### What you are asked to do:
Print every line of the listing exactly, please.

### Extracted records:
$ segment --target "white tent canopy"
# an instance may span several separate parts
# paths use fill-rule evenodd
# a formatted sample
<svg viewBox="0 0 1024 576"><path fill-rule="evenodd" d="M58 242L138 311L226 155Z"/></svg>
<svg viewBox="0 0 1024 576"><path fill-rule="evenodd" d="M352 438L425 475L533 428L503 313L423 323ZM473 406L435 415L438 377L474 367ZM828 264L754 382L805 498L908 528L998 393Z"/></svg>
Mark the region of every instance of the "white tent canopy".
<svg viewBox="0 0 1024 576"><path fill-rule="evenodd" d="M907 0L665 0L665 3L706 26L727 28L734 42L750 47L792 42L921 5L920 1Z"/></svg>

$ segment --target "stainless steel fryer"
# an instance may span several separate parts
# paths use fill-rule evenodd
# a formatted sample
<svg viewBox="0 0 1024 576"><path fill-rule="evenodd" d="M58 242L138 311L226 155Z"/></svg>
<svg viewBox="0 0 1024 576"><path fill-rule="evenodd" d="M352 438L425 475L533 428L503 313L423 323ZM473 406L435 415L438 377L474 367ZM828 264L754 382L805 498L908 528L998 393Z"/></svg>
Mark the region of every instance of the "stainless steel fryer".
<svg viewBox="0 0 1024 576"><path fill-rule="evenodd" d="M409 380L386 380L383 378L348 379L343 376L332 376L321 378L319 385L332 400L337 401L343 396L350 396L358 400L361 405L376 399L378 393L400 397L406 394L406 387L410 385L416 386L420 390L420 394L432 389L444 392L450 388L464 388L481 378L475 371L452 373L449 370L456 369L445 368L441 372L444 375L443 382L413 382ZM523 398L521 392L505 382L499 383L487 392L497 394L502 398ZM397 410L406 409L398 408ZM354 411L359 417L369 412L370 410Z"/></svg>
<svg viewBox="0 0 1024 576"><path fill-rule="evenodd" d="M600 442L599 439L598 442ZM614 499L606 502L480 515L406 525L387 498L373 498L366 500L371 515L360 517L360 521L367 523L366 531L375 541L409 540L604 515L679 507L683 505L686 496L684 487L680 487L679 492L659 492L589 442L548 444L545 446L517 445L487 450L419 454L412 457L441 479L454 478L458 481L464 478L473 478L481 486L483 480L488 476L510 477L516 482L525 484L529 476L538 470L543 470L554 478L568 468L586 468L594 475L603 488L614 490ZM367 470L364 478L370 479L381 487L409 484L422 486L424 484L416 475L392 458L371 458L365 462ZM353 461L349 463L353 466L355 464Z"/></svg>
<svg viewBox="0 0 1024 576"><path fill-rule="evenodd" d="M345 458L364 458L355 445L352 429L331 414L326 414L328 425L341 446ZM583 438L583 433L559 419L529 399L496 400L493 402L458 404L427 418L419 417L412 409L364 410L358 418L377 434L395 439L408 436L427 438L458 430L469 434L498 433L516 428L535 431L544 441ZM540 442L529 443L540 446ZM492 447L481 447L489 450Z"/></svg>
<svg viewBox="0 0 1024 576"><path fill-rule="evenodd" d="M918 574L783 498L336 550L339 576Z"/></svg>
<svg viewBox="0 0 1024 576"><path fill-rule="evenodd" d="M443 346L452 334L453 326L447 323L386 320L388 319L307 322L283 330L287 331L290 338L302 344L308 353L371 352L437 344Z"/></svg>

### Written answer:
$ segment --target "white tent canopy"
# an instance may span several separate parts
# paths use fill-rule evenodd
# a formatted sample
<svg viewBox="0 0 1024 576"><path fill-rule="evenodd" d="M58 242L138 311L226 155Z"/></svg>
<svg viewBox="0 0 1024 576"><path fill-rule="evenodd" d="M352 438L425 475L533 428L503 313L423 323ZM473 406L435 415L438 377L474 367ZM828 264L754 382L805 498L908 528L998 393Z"/></svg>
Mark the region of every instance of the "white tent canopy".
<svg viewBox="0 0 1024 576"><path fill-rule="evenodd" d="M907 0L665 0L665 3L706 26L727 28L734 42L750 47L792 42L921 5L920 1Z"/></svg>

$ segment --target "stainless steel fryer"
# an instance may span several separate parts
# paths use fill-rule evenodd
# a formatted sample
<svg viewBox="0 0 1024 576"><path fill-rule="evenodd" d="M58 242L138 311L226 155Z"/></svg>
<svg viewBox="0 0 1024 576"><path fill-rule="evenodd" d="M352 438L425 475L533 428L503 313L423 323ZM473 406L435 415L438 377L474 367ZM828 264L754 382L805 498L908 528L998 393Z"/></svg>
Mark the region of every instance of the "stainless steel fryer".
<svg viewBox="0 0 1024 576"><path fill-rule="evenodd" d="M409 380L386 380L383 378L348 379L343 376L332 376L321 378L319 385L332 400L337 401L343 396L350 396L358 400L361 405L376 399L378 393L400 397L406 394L406 387L410 385L416 386L420 390L420 394L432 389L444 392L450 388L464 388L481 378L475 371L452 373L449 370L456 369L445 368L441 372L444 375L443 382L413 382ZM523 398L521 392L505 382L499 383L487 392L497 394L502 398ZM397 410L406 409L398 408ZM354 411L359 417L369 412L370 410Z"/></svg>
<svg viewBox="0 0 1024 576"><path fill-rule="evenodd" d="M600 442L599 439L598 442ZM614 499L606 502L480 515L406 525L387 498L373 498L366 500L371 515L360 517L360 521L367 523L366 531L375 541L409 540L604 515L679 507L683 505L686 496L684 487L680 487L679 492L659 492L589 442L548 444L545 446L517 445L487 450L419 454L412 457L441 479L454 478L458 481L464 478L473 478L481 486L483 480L488 476L510 477L516 482L525 484L529 476L538 470L543 470L554 478L568 468L586 468L594 475L603 488L614 490ZM367 470L364 478L370 479L381 487L409 484L422 486L424 484L416 475L392 458L371 458L365 462ZM353 461L349 463L353 466L355 464Z"/></svg>
<svg viewBox="0 0 1024 576"><path fill-rule="evenodd" d="M345 458L364 458L355 445L352 429L331 414L326 414L328 425L341 446ZM583 438L583 433L559 419L529 399L496 400L493 402L458 404L427 418L419 417L412 409L364 410L358 418L377 434L395 439L408 436L427 438L458 430L469 434L498 433L516 428L535 431L544 441ZM540 442L529 443L540 446ZM492 447L481 447L489 450Z"/></svg>
<svg viewBox="0 0 1024 576"><path fill-rule="evenodd" d="M918 574L783 498L336 550L339 576Z"/></svg>
<svg viewBox="0 0 1024 576"><path fill-rule="evenodd" d="M443 346L452 334L453 326L447 323L386 320L388 319L307 322L283 330L287 331L290 338L302 344L308 353L371 352L437 344Z"/></svg>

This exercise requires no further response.